> **PROBLEM TO WORK ON**
Please rewrite every line of the listing from the line containing "If you don't mind, please locate the white" through the end of the listing, that line included, multiplying each bounding-box coordinate in the answers by 0.85 and rounding to whole numbers, with halves rounded up. Keep all other numbers and text unchanged.

> **MATERIAL TO PROCESS**
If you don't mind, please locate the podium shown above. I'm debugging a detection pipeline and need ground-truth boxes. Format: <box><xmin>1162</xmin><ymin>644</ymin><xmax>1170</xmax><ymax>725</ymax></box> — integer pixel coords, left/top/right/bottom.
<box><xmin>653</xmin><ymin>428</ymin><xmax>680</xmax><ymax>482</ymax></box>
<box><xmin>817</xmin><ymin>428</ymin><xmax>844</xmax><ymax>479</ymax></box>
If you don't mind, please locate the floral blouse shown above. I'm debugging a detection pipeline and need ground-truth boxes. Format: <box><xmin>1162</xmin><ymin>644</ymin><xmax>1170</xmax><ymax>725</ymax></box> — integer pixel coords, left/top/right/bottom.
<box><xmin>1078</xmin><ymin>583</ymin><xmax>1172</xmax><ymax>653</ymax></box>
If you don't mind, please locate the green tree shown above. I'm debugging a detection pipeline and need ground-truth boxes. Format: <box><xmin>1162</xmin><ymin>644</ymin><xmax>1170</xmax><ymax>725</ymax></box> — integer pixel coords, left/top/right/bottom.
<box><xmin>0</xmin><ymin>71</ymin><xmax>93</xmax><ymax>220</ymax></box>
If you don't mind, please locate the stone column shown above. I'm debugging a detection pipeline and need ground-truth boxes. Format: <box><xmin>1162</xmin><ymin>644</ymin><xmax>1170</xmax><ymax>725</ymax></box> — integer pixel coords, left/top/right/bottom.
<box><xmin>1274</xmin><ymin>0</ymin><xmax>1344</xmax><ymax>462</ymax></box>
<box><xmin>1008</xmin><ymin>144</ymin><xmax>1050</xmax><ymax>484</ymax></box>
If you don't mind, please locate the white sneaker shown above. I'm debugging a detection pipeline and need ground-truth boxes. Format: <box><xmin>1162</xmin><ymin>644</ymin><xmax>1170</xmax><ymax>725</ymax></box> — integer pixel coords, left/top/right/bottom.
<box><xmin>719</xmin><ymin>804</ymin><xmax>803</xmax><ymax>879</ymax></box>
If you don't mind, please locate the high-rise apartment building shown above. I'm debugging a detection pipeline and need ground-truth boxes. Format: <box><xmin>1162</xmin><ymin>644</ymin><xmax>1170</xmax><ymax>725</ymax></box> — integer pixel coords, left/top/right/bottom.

> **TASK ANSWER**
If you don't mind, please locate the white sneaker shown above. I'm debugging a detection pipeline and need ground-truth boxes. Format: <box><xmin>1162</xmin><ymin>644</ymin><xmax>1170</xmax><ymax>725</ymax></box> — integer pixel coords, left/top/right/bottom.
<box><xmin>611</xmin><ymin>683</ymin><xmax>683</xmax><ymax>747</ymax></box>
If you don't mind, please locate the high-rise apartment building shown above. I'm debugging a detection pipeline and need ground-truth boxes. Format: <box><xmin>1162</xmin><ymin>644</ymin><xmax>1170</xmax><ymax>725</ymax></box> — integer pixel coords, left/top/right/bottom.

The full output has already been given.